"""
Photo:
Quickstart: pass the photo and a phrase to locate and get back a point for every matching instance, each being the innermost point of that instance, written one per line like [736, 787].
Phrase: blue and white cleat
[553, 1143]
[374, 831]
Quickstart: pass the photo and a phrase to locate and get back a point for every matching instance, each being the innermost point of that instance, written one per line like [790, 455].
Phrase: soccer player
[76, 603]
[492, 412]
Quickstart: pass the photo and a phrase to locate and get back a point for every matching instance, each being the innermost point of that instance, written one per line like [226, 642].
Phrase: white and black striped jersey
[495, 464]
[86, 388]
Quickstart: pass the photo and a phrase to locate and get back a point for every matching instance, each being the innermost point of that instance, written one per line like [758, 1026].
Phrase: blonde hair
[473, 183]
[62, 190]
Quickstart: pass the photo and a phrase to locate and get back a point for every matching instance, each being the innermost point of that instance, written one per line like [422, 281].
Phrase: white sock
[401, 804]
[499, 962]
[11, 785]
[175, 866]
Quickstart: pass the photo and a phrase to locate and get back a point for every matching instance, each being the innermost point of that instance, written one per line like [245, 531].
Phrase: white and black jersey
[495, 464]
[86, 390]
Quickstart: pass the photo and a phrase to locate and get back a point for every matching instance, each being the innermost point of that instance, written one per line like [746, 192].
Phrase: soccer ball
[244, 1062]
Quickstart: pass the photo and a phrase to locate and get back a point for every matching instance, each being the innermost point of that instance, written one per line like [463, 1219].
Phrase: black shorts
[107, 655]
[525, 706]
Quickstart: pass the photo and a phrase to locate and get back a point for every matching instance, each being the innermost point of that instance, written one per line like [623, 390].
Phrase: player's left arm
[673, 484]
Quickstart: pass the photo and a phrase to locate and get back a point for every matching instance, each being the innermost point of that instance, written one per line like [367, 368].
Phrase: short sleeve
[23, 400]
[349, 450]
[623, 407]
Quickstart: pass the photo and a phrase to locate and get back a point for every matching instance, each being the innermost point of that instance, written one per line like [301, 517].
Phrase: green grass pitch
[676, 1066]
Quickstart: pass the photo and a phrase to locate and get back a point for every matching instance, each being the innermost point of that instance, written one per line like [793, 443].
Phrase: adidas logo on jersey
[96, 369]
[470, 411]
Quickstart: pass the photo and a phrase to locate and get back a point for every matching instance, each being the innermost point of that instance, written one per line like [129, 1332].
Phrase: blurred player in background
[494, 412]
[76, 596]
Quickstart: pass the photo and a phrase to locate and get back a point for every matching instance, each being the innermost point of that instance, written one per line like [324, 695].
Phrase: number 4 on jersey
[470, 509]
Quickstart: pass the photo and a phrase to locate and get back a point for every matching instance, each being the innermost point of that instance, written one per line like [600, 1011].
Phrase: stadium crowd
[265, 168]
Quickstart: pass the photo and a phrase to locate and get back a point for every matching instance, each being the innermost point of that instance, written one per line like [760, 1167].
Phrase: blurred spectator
"""
_GIVEN EXERCISE_.
Can you reproduce all the material exactly?

_FINAL ANSWER_.
Photo:
Quickstart: pass the photo and a phrase to locate and get back a point for every matching instance, each being the innermost point of that instance, written one per line like [736, 787].
Phrase: blue and white cleat
[553, 1143]
[374, 831]
Quickstart: pass the photo and a phrase to locate and get back a point for every matching instance, each being the innermost point of that instance, written one per line like [790, 455].
Phrase: soccer player
[76, 603]
[492, 412]
Quickstart: pass the photo and a phrase to locate and get back a point for every matching instance, each being the innermost point of that instance, written one per line like [226, 642].
Phrase: white and black striped jersey
[495, 464]
[86, 388]
Quickstart: pass the photo and a phrase to locate and get back a point for every matching instance, each being the innermost point of that instance, written one per line like [758, 1026].
Phrase: blonde hair
[473, 183]
[62, 190]
Quickstart: pass the photo and a phrase to locate and get back a point for every matching instance, each being the innermost point of that instance, written one per line like [422, 281].
Phrase: white sock
[401, 804]
[499, 962]
[11, 785]
[175, 866]
Quickstart: pass the photo and a phrase to locate and get back a point for every matching instance, each being the innermost point of that instance, written one per line like [245, 531].
Phrase: white and black jersey
[495, 464]
[86, 390]
Quickstart: pass the photo and a phrase to locate and get back a point for every matching instance, each being the innermost point of that instance, written one per line like [746, 192].
Phrase: soccer ball
[244, 1062]
Quickstart: pass the photo and a phrase to locate and get back a point for every matching instance, each being the innermost point of that instance, written one per line like [463, 1219].
Phrase: black shorts
[107, 655]
[525, 706]
Quickstart: pass the photo and a phrase to locate and get back a point for every matching instance, each being the innermost point of that instance, written one per line like [623, 390].
Phrase: player's left arm
[673, 484]
Quickstart: pass the photo and a phrase to locate and get back a point for every matching instance, each being the innermost point of that instance, written one per line like [367, 368].
Phrase: short sleeve
[23, 400]
[349, 450]
[623, 407]
Quickstart: pass the photo and a phrase to locate and get back a point for every matching instance, each being the innermost point of that instance, written one per line like [301, 517].
Phrase: green grass pitch
[676, 1066]
Quickstart: pass the photo and a phrase to locate and get back a point for every matching instance, each being the innermost point of that instance, written one per line like [793, 443].
Phrase: adidas logo on jersey
[96, 369]
[470, 411]
Quickstart: pass the photo and a phrase to locate and get back a point for every matching instance, each being the innermost point of that instance, written one per line like [129, 1332].
Phrase: blurred player in background
[494, 412]
[76, 596]
Quickstart: pass the photo and a phrase to locate and get back a point for every matching instance, each being the innermost point of that instance, written one per line like [324, 695].
Phrase: number 4 on jersey
[470, 509]
Quickstart: pass the photo and a phrase to locate and get back a point for every matching instance, each being the innermost point of that instance, written one per line like [600, 1011].
Phrase: stadium crowd
[265, 168]
Quickstart: pass the photo and a phrase to locate and get back a point for every matching instance, each being the innermost point of that instance, written one per line like [760, 1167].
Phrase: blurred spectator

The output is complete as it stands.